**What you will do**:
Using the Easter homily text, answer yes or no to whether each statement agrees with it, quoting the deciding words: 1. The homily was delivered in St. Mary's Cathedral. 2. The Soviet government's attempt to eradicate religion succeeded. 3. Priests would break the seal of Confession rather than suffer punishment.

**Source text**:

- - -

In his Easter Sunday homily, the Catholic archbishop of Sydney, Australia, Anthony Fisher, decried "powerful interests" that attack Christians and try to "exclude them from public life," and added that they want to cast believers as "Public Enemy No. 1."
Speaking in St. Mary's Cathedral before thousands of worshippers, Archbishop Fisher first talked about how the atheist government of the Soviet Union had tried to eradicate religion, using myriad repressive measures, but ultimately failed.
“In recent years, long queues of ex-Communists have sought baptism in Russia," said the archbishop. (Starting at 6:27 in video.)
"But as recent testimony before the Ruddock Inquiry into Protection of Religious Freedom in Australia highlighted," he said, "we cannot take the freedom to hold and practice our beliefs for granted even here in Australia, any more than the Russians could one century ago."
“Powerful interests now seek to marginalize religious believers and beliefs, especially Christian ones, and exclude them from public life," said Archbishop Fisher. "They would end funding to faith-based schools, hospitals and welfare agencies, strip us of charitable status and protections, cast us as ‘Public Enemy No. 1.'"
“We may not always be as free as we are now to evangelize and baptize as Jesus mandated at the first Easter,” he said.
A little later in his sermon, the archbishop noted that even the sacrament of Confession is under attack in Australia.
“This precious sacrament [Confession], too, is threatened today both by neglect and attack,” he said. “But priests will, we know, suffer punishment, even martyrdom, rather than break the seal of Confession."
"For Confession is a privileged encounter between the penitent and God," said the archbishop. "Here the Christian enters the silence and secrecy of the Tomb, to be re-Eastered; and no earthly authority may enter there.”

- - -

**Extracted records**:
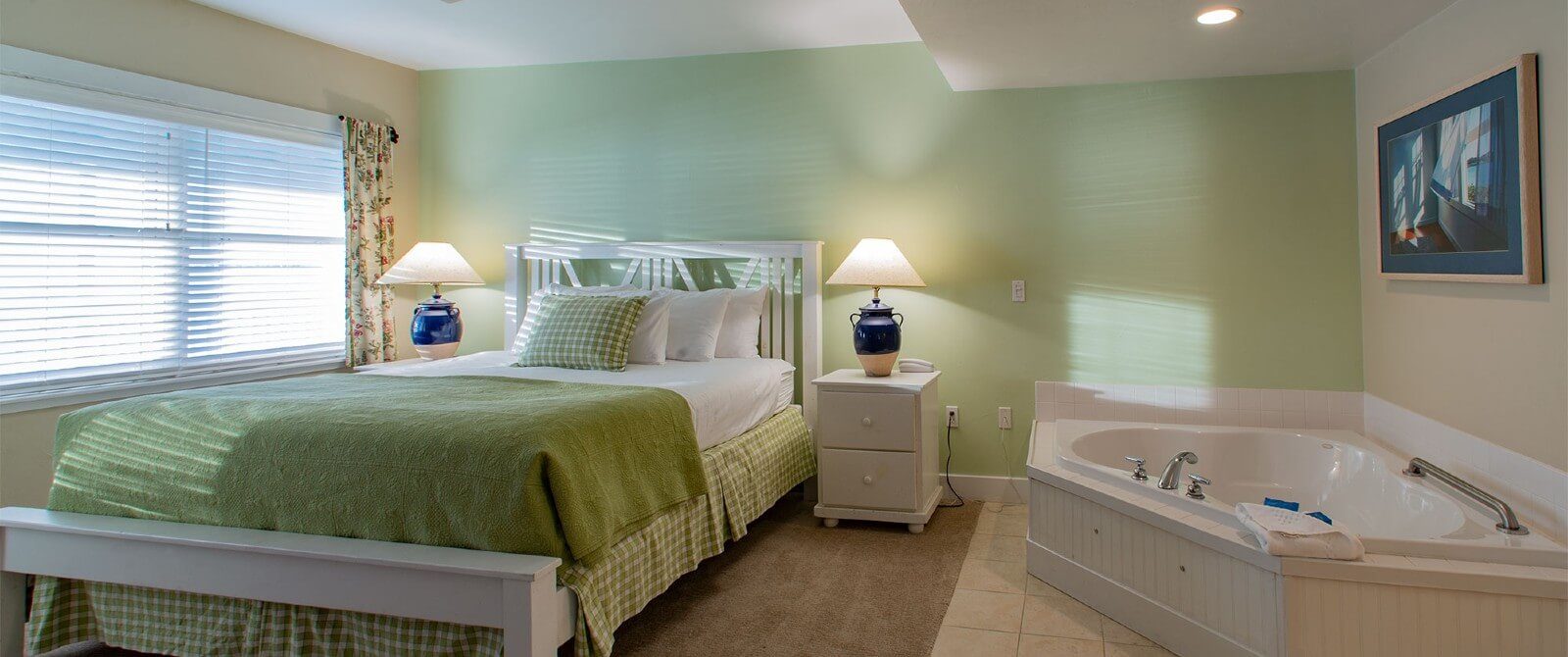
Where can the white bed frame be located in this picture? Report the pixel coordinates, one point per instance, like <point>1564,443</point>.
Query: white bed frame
<point>514,593</point>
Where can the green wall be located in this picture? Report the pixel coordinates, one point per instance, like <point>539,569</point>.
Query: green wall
<point>1191,232</point>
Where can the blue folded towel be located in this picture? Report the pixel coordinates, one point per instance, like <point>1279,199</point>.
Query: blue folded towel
<point>1282,504</point>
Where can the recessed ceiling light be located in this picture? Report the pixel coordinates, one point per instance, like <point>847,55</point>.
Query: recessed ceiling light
<point>1220,15</point>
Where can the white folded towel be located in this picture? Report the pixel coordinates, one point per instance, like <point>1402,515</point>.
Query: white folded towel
<point>1291,533</point>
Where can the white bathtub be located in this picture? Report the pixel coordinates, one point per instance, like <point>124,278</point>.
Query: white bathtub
<point>1348,477</point>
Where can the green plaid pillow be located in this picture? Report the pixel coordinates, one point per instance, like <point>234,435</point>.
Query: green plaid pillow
<point>582,332</point>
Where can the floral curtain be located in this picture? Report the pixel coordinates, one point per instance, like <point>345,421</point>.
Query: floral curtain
<point>368,191</point>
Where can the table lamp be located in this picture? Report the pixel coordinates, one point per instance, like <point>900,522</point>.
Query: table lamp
<point>877,264</point>
<point>438,327</point>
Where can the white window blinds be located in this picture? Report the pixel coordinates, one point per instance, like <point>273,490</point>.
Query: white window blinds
<point>135,246</point>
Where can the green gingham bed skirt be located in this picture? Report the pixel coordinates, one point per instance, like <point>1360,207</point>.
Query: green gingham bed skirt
<point>745,477</point>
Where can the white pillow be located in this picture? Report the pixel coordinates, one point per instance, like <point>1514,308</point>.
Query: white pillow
<point>532,314</point>
<point>653,325</point>
<point>695,321</point>
<point>742,324</point>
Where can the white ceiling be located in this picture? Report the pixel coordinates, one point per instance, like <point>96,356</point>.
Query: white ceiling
<point>474,33</point>
<point>979,44</point>
<point>1054,42</point>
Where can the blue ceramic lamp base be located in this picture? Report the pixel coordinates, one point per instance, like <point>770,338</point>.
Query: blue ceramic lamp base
<point>436,329</point>
<point>877,337</point>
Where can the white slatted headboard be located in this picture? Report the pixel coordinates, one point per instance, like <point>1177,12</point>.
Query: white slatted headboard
<point>791,269</point>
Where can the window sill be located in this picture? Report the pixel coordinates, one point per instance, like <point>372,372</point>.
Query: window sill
<point>115,390</point>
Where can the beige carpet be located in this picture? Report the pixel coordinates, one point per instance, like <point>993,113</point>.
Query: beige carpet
<point>797,588</point>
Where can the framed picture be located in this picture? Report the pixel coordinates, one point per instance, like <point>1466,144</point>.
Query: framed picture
<point>1460,182</point>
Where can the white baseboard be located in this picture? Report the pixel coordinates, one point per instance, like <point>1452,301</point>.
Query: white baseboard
<point>990,488</point>
<point>1152,620</point>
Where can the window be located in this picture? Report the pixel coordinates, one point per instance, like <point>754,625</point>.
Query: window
<point>145,242</point>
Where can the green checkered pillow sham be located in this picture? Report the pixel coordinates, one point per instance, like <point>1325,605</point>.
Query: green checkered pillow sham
<point>582,332</point>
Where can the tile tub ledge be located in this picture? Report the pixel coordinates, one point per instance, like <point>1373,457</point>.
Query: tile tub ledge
<point>1231,541</point>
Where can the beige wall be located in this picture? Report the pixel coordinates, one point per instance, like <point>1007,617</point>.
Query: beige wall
<point>1487,359</point>
<point>188,42</point>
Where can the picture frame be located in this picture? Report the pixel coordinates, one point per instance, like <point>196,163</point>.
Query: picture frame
<point>1458,182</point>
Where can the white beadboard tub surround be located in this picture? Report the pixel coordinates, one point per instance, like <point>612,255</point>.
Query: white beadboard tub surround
<point>1203,588</point>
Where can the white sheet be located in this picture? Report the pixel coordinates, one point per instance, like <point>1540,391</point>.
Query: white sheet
<point>728,395</point>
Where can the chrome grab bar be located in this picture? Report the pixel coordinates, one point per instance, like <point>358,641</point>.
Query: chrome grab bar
<point>1510,523</point>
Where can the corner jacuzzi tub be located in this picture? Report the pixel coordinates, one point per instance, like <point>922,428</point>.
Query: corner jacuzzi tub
<point>1338,473</point>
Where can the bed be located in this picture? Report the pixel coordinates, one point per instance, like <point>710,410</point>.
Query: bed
<point>206,582</point>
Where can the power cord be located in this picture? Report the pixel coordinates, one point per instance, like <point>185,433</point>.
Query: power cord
<point>948,466</point>
<point>1007,466</point>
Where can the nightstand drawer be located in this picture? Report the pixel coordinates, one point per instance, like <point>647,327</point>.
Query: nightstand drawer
<point>867,421</point>
<point>867,479</point>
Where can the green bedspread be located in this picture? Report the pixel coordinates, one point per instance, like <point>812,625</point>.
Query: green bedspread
<point>467,461</point>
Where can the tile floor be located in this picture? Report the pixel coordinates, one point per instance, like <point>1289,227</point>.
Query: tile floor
<point>1001,610</point>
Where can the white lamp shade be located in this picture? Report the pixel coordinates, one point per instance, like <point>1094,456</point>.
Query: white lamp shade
<point>431,262</point>
<point>875,264</point>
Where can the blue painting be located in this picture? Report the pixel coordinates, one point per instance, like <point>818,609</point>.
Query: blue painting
<point>1460,183</point>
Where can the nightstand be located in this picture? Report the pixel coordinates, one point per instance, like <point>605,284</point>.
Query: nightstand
<point>877,447</point>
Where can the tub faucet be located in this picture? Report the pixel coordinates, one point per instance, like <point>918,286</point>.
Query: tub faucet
<point>1173,469</point>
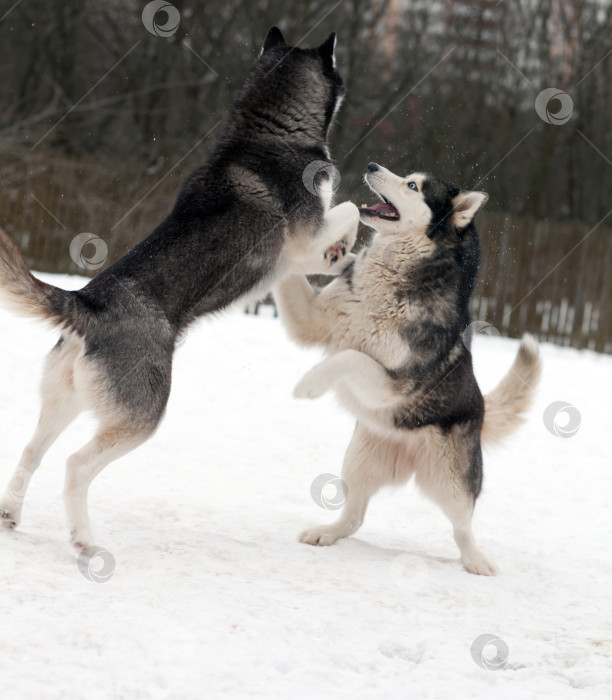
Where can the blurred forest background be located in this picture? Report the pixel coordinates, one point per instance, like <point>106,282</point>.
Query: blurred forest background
<point>101,118</point>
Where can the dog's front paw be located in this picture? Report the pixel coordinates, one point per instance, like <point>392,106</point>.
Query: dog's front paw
<point>335,253</point>
<point>477,563</point>
<point>8,519</point>
<point>322,536</point>
<point>310,386</point>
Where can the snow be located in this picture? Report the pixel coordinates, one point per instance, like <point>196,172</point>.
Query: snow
<point>212,595</point>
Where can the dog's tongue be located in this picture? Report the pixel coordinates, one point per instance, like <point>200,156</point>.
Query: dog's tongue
<point>384,208</point>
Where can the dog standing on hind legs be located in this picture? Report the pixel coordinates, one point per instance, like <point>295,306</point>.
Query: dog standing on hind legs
<point>240,223</point>
<point>394,326</point>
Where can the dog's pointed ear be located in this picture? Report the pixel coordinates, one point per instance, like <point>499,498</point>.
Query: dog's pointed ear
<point>328,50</point>
<point>465,207</point>
<point>275,38</point>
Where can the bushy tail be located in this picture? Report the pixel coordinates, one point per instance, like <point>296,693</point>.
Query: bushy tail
<point>506,404</point>
<point>21,292</point>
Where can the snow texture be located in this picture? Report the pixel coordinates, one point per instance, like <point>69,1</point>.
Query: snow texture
<point>212,595</point>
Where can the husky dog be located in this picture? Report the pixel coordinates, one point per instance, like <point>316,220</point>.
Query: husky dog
<point>240,223</point>
<point>394,325</point>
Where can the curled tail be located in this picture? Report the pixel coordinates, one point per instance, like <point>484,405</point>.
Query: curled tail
<point>21,292</point>
<point>506,404</point>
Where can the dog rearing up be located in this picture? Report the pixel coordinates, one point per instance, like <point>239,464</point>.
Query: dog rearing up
<point>394,326</point>
<point>240,223</point>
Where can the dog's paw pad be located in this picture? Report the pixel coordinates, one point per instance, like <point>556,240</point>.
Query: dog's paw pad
<point>480,565</point>
<point>317,537</point>
<point>6,517</point>
<point>77,542</point>
<point>335,253</point>
<point>308,388</point>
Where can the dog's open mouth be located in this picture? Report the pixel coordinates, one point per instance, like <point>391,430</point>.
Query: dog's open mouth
<point>383,210</point>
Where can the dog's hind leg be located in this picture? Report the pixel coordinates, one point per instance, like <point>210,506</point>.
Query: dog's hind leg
<point>110,442</point>
<point>453,482</point>
<point>59,408</point>
<point>370,463</point>
<point>128,395</point>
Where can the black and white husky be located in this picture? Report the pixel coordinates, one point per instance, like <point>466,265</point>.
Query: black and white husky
<point>394,325</point>
<point>240,223</point>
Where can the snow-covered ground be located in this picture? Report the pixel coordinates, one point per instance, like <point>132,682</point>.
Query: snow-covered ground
<point>212,595</point>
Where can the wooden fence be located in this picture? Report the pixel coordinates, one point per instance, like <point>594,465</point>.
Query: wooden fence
<point>551,278</point>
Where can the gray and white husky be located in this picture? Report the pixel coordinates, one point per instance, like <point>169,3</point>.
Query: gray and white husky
<point>396,325</point>
<point>240,223</point>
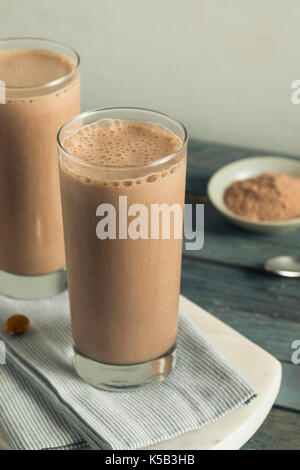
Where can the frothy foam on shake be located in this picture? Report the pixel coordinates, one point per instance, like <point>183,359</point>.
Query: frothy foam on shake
<point>122,143</point>
<point>33,67</point>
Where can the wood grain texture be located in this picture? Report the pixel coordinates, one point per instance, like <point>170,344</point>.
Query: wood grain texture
<point>227,278</point>
<point>281,430</point>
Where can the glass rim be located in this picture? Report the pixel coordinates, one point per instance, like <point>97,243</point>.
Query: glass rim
<point>53,83</point>
<point>154,163</point>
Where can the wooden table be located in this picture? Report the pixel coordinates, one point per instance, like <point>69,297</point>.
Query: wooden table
<point>226,278</point>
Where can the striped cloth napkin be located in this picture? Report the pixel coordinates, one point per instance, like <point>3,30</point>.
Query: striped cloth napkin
<point>44,405</point>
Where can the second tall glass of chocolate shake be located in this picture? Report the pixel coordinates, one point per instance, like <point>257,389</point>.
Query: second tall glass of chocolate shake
<point>42,91</point>
<point>122,173</point>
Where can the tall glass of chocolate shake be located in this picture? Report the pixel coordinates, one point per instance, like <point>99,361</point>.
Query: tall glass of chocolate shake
<point>122,173</point>
<point>42,91</point>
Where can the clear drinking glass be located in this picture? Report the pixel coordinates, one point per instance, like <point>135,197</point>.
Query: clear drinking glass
<point>32,256</point>
<point>124,292</point>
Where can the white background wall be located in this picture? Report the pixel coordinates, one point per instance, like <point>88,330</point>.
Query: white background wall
<point>223,67</point>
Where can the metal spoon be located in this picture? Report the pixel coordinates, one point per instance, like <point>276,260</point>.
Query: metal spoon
<point>288,266</point>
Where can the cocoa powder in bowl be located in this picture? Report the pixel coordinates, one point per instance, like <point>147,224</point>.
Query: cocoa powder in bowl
<point>267,197</point>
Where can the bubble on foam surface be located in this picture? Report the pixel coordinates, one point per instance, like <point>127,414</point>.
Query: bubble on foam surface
<point>125,143</point>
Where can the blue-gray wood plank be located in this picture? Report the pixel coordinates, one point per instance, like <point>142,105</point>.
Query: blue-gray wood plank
<point>226,277</point>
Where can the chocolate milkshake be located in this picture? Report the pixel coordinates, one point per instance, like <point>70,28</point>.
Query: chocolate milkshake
<point>123,292</point>
<point>42,92</point>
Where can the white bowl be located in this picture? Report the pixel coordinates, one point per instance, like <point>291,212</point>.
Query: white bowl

- - -

**Result of this exercise**:
1. Yes: "Speaking in St. Mary's Cathedral before thousands of worshippers"
2. No: "had tried to eradicate religion, using myriad repressive measures, but ultimately failed"
3. No: "But priests will, we know, suffer punishment, even martyrdom, rather than break the seal of Confession."